### Record excerpts

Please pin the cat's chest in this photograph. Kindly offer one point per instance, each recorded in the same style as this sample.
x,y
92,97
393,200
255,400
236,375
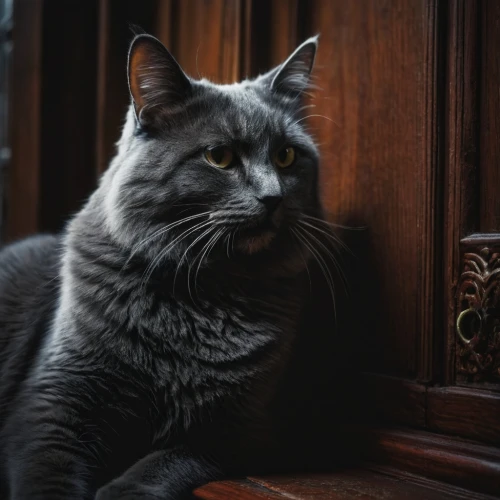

### Activity
Without including any picture, set down the listing above exactly as it appears.

### Response below
Please pin the cat's chest in this photograph. Kindly offer one point per instance, each recorded in the same style as this sample.
x,y
92,97
393,200
255,400
236,375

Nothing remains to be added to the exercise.